> TASK TO COMPLETE: Line by line, retype the data exactly as it is given.

---

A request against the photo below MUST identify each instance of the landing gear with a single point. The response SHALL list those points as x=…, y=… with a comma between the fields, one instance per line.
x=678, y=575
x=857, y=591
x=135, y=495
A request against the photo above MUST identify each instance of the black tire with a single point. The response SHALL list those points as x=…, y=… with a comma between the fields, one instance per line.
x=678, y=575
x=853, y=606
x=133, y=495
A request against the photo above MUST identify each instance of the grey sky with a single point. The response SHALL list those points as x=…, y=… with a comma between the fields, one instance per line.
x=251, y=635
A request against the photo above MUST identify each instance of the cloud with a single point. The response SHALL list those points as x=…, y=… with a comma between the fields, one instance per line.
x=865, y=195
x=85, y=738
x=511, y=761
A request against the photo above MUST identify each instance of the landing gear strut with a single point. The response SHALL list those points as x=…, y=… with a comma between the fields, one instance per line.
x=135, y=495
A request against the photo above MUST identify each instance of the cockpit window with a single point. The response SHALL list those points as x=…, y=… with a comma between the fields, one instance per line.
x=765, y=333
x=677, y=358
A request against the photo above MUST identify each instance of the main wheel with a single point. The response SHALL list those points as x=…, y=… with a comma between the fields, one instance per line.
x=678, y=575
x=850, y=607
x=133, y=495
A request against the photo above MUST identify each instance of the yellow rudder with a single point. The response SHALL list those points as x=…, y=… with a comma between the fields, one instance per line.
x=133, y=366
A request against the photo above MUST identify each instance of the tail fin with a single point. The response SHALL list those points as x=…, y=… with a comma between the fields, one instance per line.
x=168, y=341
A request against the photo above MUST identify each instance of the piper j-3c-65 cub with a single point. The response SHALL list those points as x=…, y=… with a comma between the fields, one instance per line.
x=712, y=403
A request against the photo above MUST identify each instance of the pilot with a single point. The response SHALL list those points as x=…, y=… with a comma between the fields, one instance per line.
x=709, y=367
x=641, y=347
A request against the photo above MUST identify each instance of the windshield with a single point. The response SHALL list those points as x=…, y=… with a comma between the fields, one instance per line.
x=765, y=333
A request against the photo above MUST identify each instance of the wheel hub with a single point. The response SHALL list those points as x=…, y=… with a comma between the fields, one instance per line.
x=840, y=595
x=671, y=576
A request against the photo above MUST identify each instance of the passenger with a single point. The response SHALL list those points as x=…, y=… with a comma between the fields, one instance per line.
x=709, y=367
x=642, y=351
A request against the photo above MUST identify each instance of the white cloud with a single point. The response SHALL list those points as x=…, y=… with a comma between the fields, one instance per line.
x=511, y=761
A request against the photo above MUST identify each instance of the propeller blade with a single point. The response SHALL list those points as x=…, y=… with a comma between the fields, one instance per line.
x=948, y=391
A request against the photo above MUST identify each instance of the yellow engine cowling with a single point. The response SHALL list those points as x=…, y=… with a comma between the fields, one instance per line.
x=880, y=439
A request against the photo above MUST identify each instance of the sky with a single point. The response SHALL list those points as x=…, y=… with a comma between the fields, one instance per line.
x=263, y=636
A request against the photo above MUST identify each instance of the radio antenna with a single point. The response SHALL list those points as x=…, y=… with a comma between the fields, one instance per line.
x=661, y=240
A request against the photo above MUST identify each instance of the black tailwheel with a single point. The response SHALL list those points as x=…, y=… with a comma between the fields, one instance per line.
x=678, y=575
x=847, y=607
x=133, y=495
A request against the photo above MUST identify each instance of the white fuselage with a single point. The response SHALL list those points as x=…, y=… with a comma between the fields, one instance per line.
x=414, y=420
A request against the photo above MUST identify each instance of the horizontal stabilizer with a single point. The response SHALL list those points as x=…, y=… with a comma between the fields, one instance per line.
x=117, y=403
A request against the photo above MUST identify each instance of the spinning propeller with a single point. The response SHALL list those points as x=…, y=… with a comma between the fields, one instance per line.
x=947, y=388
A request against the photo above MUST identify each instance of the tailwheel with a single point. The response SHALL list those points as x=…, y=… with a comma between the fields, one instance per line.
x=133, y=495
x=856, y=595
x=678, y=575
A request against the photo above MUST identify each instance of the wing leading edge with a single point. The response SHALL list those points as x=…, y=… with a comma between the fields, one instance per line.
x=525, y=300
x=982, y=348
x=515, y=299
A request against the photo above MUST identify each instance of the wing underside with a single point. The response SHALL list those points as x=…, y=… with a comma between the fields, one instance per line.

---

> RESULT:
A request against the photo below MUST identify each instance of the landing gear with a single point. The response SHALL list those points as x=…, y=… with a comma between the fields, one instance per line.
x=678, y=575
x=857, y=591
x=135, y=495
A request against the photo above MUST identify each instance of the black tire with a single point. The response SHALL list those points as x=…, y=… with a comma between the fields, one instance per line.
x=678, y=575
x=853, y=606
x=133, y=495
A request against the photo above MUST identify each instance of the grey sky with a single point. The response SHALL list those points as x=…, y=… with a comma between the fields, one instance per line.
x=251, y=635
A request against the photo above MUST identify each instance of the cloud with a single point. The response SHALL list those points as x=…, y=… with a comma between the fields, one instance per line.
x=865, y=195
x=85, y=738
x=511, y=761
A request against the photo above MUST identify each instance of the landing gear strut with a single point. The response SHALL list those points as x=…, y=… with a comma between the fields, one instance per line.
x=135, y=495
A request against the photo above MUST identify each instance of the cockpit window with a single point. The response SHALL list those points as x=…, y=… with a comma between the fields, one instance per line.
x=765, y=333
x=677, y=358
A request against the photo above MUST identify each instance of the main wheel with a single point. The response SHALL list those points as x=…, y=… with a comma between the fields, one instance per line.
x=678, y=575
x=850, y=607
x=133, y=495
A request against the photo above MUST identify each instance of the yellow rudder with a single point. The response SHALL list those points as x=…, y=… with a comma between the fields, one instance per line.
x=133, y=366
A request against the photo above MUST identify each instance of the tail fin with a single point. The response SHALL list those points as x=…, y=… with a comma between the fields, one instance per line.
x=168, y=341
A request against the photo above MUST identify each instance of the piper j-3c-65 cub with a single point. The response SHALL list those points as x=…, y=… with a comma between the fields, one instance per line.
x=712, y=403
A request against the photo above MUST identify each instance of the pilot with a single point. The response SHALL list those points as x=…, y=… with a comma between the fields, one instance per line.
x=709, y=367
x=641, y=347
A request against the photo above MUST identify each instance of the windshield with a single point. The response SHALL list those points as x=…, y=… with a comma between the fields, one instance per line.
x=765, y=333
A request against the photo above MUST identify each instance of the wheel hub with a single point. The response SHALL list those points as x=…, y=… with a comma between the fields, one instance per line.
x=840, y=595
x=671, y=576
A request against the photo above MUST identify each instance of the passenger with a single point. The response SHALL list those points as x=…, y=… with a comma between the fields, one instance per line.
x=709, y=367
x=642, y=351
A request against the photo above MUST identify each instance of the white cloud with a single point. The response SHALL list those points as x=…, y=… with a comma between the fields, one instance per line.
x=511, y=761
A request against the photo above MUST identify each instance of the propeller blade with a single point. The response SHALL list those points as x=…, y=… with a comma between the fields, one instance per line.
x=948, y=391
A request against the photo above MUST identify each instance of the yellow engine cowling with a single point. The response SHALL list those points as x=…, y=… with a comma between the fields, one instance per line.
x=880, y=439
A request against the photo above MUST identify each instance of the sky with a single point. The response SHALL list those points as x=…, y=… with a comma between the fields, one instance per line.
x=263, y=636
A request against the photo above MUST identify each instance of the radio antenna with a single point. The response SHALL list those points as x=…, y=… with a comma between the fields, one instance per line.
x=661, y=240
A request against the photo above MUST identify each instance of the black tailwheel with a single point. The response SHALL list those points as x=…, y=… with a comma between the fields, one instance per line.
x=678, y=575
x=847, y=607
x=133, y=495
A request against the photo above MUST identify each instance of the white fuselage with a single point. The response SHALL list those points as x=…, y=… with a comma between the fields, one instance per line.
x=414, y=420
A request against the photo above MUST identify each instance of the horizontal stabilizer with a single point. The response SHALL list those points as x=…, y=… with a comma between the fields, one instance per line.
x=117, y=403
A request against the photo above MUST identify each instance of the spinning propeller with a single point. The response SHALL list those points as x=…, y=… with a comma between the fields, one instance per line.
x=947, y=388
A request against the photo above MUST identify each instance of the tailwheel with a single point. The response SHALL list those points as x=…, y=… with a comma between the fields, one instance per line.
x=133, y=495
x=856, y=595
x=678, y=575
A request against the photo above MUST identify each instance of the wing leading edge with a single point. The response SHALL list those points as x=…, y=… with a comma between the fields, one instance per line.
x=525, y=300
x=982, y=348
x=515, y=299
A request against the photo above MUST identify each instance of the wing underside with a single point. The response SHALL list those points as x=…, y=… with a comma between the fields, one instance per line.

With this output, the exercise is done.